* **DOCUMENT SECTION**
######
Participation as Reflective Practice: Digital Composing and Feminist Pedagogy

Participation as Reflective Practice: Digital Composing and Feminist Pedagogy

Jason Palmeri and Abby Dubisar

Feminist Interventions

Although we think shifting to evaluating in-class informal composing is a workable solution to many of the problems of assessing oral participation, we acknowledge that this model too has limitations. In the approach we have thus far proposed, the teacher is still problematically positioned as the authority who defines what participation is and how it should be demonstrated. Just as the traditional focus on oral participation risks marginalizing students who learn in other ways, our move to emphasizing informal composing in class still unfairly privileges some students' forms of learning over others. In a world in which technology access continues to be unequally distributed (Banks; Oswal; Selfe and Hawisher; Yergeau et al.), we must be very wary of inadvertently reinforcing the notion that the pedagogical use of any one tool or any one kind of composing will lead to equitable participation. Even though we think digital composing can at times be a helpful strategy for including more student voices in classroom dialogue, we also remain conscious that sexist, racist, ableist, and heteronormative power dynamics are often replicated in digital environments both within the classroom and on the wider Web (Blair et al.; de Montes et al.; McKee; Nakamura; Yergeau et al.).

Participation as Embodied

Whether online or offline, the reflective practice of participation must always be grounded in the complex and multivalent interactions of differently positioned bodies. As Critel argues, "Participation, even though it's an embodied act situated in time and space, is not often discussed in those terms" (162). Challenging conventional articulations of participation that attempt to set up a supposedly neutral and universal standard, Critel draws upon Margaret Price's work to argue notably that  "the embodiment of participation is complicated by difference—race, gender, nationality, dis/ability, class…all play a role in the representation of student and teacher bodies in the classroom" (168). Rather than setting up participation as a seemingly neutral goal for students to achieve, we build on Critel's work to suggest that teachers should engage students in collaboratively reflecting about and researching how classroom-participation patterns are influenced by embodied differences and structural power dynamics.
######
* **YOUR TASKS**
1: In the essay on participation and feminist pedagogy, the Critel quotation lists kinds of difference that complicate the embodiment of participation. List each one.
2: Pick up the essay on participation and feminist pedagogy after its final sentence and write the next paragraph.
######
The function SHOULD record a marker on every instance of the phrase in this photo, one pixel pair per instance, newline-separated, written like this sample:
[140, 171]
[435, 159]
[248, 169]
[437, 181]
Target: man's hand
######
* **ANSWERS FOR THE TASKS**
1: race, gender, nationality, dis/ability, class

2:
Recognizing and challenging the persistent influence of sexist power structures in shaping classroom participation patterns (Hall; Julé; Sadker and Sadker; Schulz), we seek to outline effective and substantial ways to put our feminist identities into practice in our classrooms. Although we have already covered ways to reimagine participation as digital informal composing, we now outline specific ways to engage students in the study of the gendered politics of participation with readings, activities, and assignments. Using Abby's gender-focused classes as examples of a feminist participatory pedagogy (specifically a gender and communication course as well as a special topics technical communication course that focused on feminist theory), we seek to show how instructors can engage students in crafting and reflecting upon a gendered curriculum about participation. The suggestions here not only apply to upper-division rhetoric and writing courses but also to introductory composition classes that engage issues of gender, education, and/or power.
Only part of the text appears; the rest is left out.